*** Provided information ***
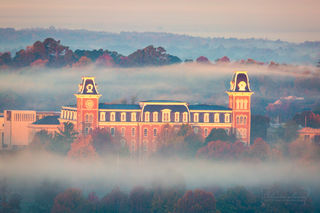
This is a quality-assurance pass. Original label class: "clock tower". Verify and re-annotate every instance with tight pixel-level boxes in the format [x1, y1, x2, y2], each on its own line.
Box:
[75, 77, 101, 135]
[226, 71, 253, 145]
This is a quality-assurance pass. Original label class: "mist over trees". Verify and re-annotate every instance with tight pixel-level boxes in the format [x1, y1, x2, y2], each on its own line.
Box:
[0, 27, 319, 64]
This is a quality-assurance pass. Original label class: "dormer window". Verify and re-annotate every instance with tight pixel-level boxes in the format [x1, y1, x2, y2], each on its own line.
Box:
[153, 112, 158, 122]
[204, 113, 209, 123]
[110, 112, 115, 121]
[193, 113, 199, 123]
[121, 112, 126, 122]
[162, 109, 171, 122]
[214, 113, 220, 123]
[175, 112, 180, 122]
[183, 112, 188, 123]
[131, 112, 136, 122]
[145, 112, 150, 122]
[224, 114, 230, 123]
[100, 112, 106, 121]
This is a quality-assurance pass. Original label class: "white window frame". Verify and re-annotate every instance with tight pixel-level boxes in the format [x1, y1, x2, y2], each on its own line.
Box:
[214, 113, 220, 123]
[121, 112, 126, 122]
[175, 112, 180, 122]
[131, 112, 136, 122]
[194, 113, 199, 123]
[110, 112, 116, 121]
[204, 113, 209, 123]
[153, 112, 158, 122]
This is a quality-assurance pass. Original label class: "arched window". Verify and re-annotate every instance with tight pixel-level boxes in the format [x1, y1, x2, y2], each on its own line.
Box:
[237, 116, 240, 124]
[175, 112, 180, 122]
[153, 128, 157, 136]
[204, 128, 208, 137]
[224, 114, 230, 123]
[111, 127, 115, 136]
[214, 113, 220, 123]
[236, 99, 240, 109]
[240, 116, 243, 124]
[244, 99, 248, 109]
[144, 128, 148, 137]
[244, 116, 247, 125]
[239, 99, 243, 109]
[121, 127, 125, 136]
[194, 113, 199, 123]
[204, 113, 209, 123]
[100, 112, 106, 121]
[131, 127, 135, 136]
[110, 112, 115, 121]
[153, 112, 158, 122]
[162, 110, 171, 122]
[131, 112, 136, 122]
[183, 112, 188, 123]
[145, 112, 150, 122]
[121, 112, 126, 122]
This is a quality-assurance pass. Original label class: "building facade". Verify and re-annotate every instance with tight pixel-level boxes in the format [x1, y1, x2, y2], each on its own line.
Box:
[58, 71, 253, 153]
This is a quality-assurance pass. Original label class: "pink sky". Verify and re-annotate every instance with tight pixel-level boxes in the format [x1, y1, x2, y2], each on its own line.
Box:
[1, 0, 320, 42]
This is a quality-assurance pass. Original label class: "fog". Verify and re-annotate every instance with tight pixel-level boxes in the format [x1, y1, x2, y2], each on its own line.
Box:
[1, 151, 319, 195]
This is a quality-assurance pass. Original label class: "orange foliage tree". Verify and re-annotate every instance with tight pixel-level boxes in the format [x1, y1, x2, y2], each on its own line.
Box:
[68, 135, 97, 159]
[51, 188, 87, 213]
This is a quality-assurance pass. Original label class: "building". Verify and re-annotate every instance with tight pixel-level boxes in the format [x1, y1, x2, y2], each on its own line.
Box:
[298, 127, 320, 145]
[0, 71, 253, 153]
[58, 71, 253, 153]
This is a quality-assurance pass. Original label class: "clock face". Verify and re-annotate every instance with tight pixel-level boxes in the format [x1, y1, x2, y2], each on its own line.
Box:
[238, 81, 247, 91]
[85, 100, 94, 109]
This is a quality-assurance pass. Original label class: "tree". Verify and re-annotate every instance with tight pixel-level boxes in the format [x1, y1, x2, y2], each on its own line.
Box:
[52, 122, 78, 155]
[68, 135, 97, 159]
[196, 56, 210, 64]
[99, 187, 130, 213]
[282, 120, 299, 142]
[205, 128, 236, 144]
[29, 130, 54, 151]
[129, 186, 152, 213]
[196, 140, 232, 160]
[216, 186, 259, 213]
[176, 189, 216, 213]
[249, 138, 271, 161]
[51, 188, 88, 213]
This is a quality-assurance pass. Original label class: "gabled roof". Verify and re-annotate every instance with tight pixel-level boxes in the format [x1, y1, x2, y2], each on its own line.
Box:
[99, 103, 141, 110]
[32, 116, 60, 125]
[189, 105, 231, 111]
*** End of Provided information ***
Your task.
Copy every line of the entries above in which "building" occurs.

Solution.
This is a quality-assurance pass. Original label class: "building facade". Verify and re-annotate every instance with tight pixel-level boxes in the format [x1, y1, x2, y2], each on its own line.
This is a quality-assurance pass. Original label class: "building". Verify and re-annotate every instance with tight pixel-level boxes in the format [x1, y1, x2, y2], each on its own line.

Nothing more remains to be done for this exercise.